I knew a lady who disconnected it on occasion as she reached the 80s. As I say, 'what's the good of having to LISTEN to things?'.

----

"In addition," Chapman adds,

"his mobility became further restricted."

----

So this was vale diction with love.

---

But when does Chapman (do) say 'valedictory'?

Oh, here it is:

p. 218.

it's Note 12. I have it in fluorescent yellow in my copy:

It reads:

"Preliminary Valediction".

-- as deposited in the 14 cardboxes in the Grice Collection at Bancroft, BANC 90/131c if you must.

----

The note, which was possibly NOT 'dated' by Grice, is dated:

"Preliminary Valediction, 1985".

(While Chapman is not careful to provide a catalogue raisone, why should she, she is very careful (qua professor of English that I love! I know no philosopher who would go to such pains!) to provide semi-exact quotations after simple quotes to indicate items in the Collection. My favourite is her "Odds and Ends" -- Folder B-56C -- for Cardbox 11).
+---+
# Set of tasks:
[a] According to the Chapman passage, how many cardboxes make up the Grice Collection at Bancroft?
[b] List every code or number that the Chapman passage uses to locate material within the Grice Collection.
[c] Print the Chapman passage from "-- as deposited" up to and including "for Cardbox 11).".
This material comes from a separate source and is unrelated to the Chapman passage.

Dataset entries
+---+
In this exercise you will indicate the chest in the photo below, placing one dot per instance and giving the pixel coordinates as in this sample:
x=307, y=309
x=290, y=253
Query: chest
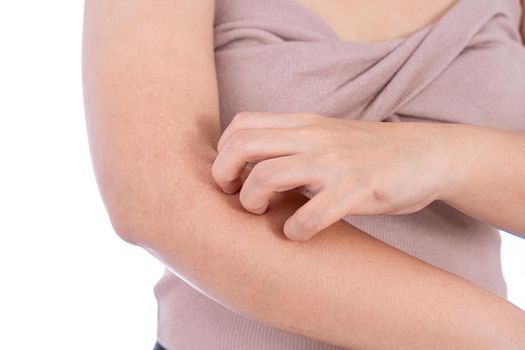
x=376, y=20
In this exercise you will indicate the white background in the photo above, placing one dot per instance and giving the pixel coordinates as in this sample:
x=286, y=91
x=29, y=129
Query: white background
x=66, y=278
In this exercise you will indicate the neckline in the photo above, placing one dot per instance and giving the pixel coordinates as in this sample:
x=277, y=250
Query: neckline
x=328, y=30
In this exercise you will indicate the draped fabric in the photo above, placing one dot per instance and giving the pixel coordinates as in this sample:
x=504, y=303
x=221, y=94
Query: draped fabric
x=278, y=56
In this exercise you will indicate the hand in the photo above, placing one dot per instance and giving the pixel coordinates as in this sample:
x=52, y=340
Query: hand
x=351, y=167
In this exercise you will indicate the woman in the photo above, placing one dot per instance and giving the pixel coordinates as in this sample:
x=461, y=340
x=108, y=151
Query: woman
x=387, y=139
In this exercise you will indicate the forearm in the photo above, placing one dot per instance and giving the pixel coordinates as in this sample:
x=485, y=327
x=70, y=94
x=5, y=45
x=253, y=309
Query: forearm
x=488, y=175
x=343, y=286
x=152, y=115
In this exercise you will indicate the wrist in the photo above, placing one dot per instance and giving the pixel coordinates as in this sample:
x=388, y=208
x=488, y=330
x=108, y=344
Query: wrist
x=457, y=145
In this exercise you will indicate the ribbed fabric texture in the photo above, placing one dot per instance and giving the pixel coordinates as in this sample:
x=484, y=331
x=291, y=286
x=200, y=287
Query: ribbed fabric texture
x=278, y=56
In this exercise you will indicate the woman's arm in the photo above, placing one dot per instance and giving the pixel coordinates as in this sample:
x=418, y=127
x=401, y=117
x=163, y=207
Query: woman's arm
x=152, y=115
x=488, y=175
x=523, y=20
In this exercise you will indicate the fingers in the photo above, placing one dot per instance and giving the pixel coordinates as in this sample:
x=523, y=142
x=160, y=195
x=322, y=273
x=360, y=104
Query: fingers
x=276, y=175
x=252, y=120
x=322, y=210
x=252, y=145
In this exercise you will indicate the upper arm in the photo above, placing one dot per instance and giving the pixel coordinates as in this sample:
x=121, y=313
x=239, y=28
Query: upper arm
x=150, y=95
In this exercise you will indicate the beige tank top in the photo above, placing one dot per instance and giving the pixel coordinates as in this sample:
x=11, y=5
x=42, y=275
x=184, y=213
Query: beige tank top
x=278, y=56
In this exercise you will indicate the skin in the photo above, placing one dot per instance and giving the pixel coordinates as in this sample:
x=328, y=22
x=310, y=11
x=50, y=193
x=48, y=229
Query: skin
+---+
# Worked answers:
[a] 14

[b] BANC 90/131c; Folder B-56C; Cardbox 11

[c]
-- as deposited in the 14 cardboxes in the Grice Collection at Bancroft, BANC 90/131c if you must.

----

The note, which was possibly NOT 'dated' by Grice, is dated:

"Preliminary Valediction, 1985".

(While Chapman is not careful to provide a catalogue raisone, why should she, she is very careful (qua professor of English that I love! I know no philosopher who would go to such pains!) to provide semi-exact quotations after simple quotes to indicate items in the Collection. My favourite is her "Odds and Ends" -- Folder B-56C -- for Cardbox 11).